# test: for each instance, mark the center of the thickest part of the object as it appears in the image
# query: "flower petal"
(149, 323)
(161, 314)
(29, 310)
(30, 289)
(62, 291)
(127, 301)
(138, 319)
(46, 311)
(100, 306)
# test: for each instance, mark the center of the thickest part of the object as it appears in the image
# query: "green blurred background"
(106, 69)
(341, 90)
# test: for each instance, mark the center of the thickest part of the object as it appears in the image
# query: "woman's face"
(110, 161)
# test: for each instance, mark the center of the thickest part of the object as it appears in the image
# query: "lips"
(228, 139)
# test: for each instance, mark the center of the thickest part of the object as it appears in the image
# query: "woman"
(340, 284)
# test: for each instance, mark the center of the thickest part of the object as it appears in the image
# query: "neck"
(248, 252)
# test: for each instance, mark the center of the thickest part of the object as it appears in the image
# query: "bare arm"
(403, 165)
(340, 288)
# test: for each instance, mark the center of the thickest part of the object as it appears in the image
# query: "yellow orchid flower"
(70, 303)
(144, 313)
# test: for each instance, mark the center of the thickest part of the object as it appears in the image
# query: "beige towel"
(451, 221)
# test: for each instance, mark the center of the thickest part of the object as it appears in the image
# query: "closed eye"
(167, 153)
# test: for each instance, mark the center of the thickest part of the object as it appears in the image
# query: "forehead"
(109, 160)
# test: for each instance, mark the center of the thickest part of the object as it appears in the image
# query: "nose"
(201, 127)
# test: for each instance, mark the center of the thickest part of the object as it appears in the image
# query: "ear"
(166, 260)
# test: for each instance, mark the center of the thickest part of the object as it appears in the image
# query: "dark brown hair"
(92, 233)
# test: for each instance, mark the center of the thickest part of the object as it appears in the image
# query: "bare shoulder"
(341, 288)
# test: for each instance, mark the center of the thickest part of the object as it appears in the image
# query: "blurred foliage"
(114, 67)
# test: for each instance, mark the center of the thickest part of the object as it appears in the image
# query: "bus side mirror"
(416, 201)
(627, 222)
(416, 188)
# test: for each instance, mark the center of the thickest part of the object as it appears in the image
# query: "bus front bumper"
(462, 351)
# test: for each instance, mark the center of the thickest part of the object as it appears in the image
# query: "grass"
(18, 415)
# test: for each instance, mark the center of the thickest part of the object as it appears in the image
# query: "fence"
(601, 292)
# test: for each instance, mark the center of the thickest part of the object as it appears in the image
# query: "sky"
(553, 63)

--------

Problem:
Word for word, give the records again.

Solution:
# test: for each instance, mark the center of the thickest part of the object as it appears in the image
# query: "flower petal"
(149, 323)
(161, 314)
(29, 310)
(30, 289)
(62, 291)
(127, 301)
(138, 319)
(46, 311)
(100, 306)
# test: for each instance, mark the center of the thickest part of the object as it appears in the image
# query: "green blurred background"
(106, 69)
(341, 90)
# test: for each instance, mark the center of the thickest part of the object as it appears in the image
# query: "woman's face"
(110, 161)
# test: for each instance, mark the center of the thickest part of the object as it appears in the image
# query: "lips"
(228, 139)
# test: for each instance, mark the center of the thickest part of the object as it appears in the image
# query: "woman"
(340, 284)
# test: for each instance, mark the center of the thickest part of the object as it appears in the image
# query: "neck"
(248, 252)
# test: for each instance, mark the center of the thickest part of the object as it appears in the image
# query: "bare arm"
(403, 165)
(340, 288)
# test: for each instance, mark the center of the thickest part of the object as it appears in the image
# query: "yellow orchid flower"
(70, 303)
(144, 313)
# test: for each instance, mark the center of the thickest part of the object as it appears in the image
# query: "beige towel"
(451, 221)
# test: for each instance, mark the center of the thickest part of the object as it appears in the image
# query: "closed eye"
(167, 153)
# test: for each instance, mark the center of the thickest part of the object as it appears in the image
# query: "forehead"
(109, 160)
# test: for each instance, mark the center of the thickest part of the object as it appears in the image
# query: "nose"
(201, 127)
# test: for each instance, mark the center of the thickest part of the object as it appears in the image
# query: "ear"
(166, 260)
# test: for each instance, mark the center of the thickest part of the object as it appears in the image
# query: "dark brown hair"
(92, 233)
# test: for each instance, mark the center of the thickest part of the object as it appears in the image
# query: "bare shoulder"
(341, 288)
# test: for each instance, mark the center of the thickest part of the object as it appears in the image
# query: "blurred foliage"
(114, 67)
# test: for each instance, mark the center of the thickest part of the object as it appears in the image
# query: "bus side mirror"
(416, 201)
(627, 222)
(416, 188)
# test: for each instance, mark the center of the thickest part of the object as it appears in the image
# query: "bus front bumper"
(462, 351)
# test: for each instance, mark the center of the thickest part of the object as it appears in the image
# query: "grass"
(18, 415)
# test: for each instance, mark the center of the thickest part of the object as it appears in the image
# query: "fence"
(601, 292)
# test: for each instance, mark the center of the thickest part of the object as it appears in the image
# query: "sky"
(553, 63)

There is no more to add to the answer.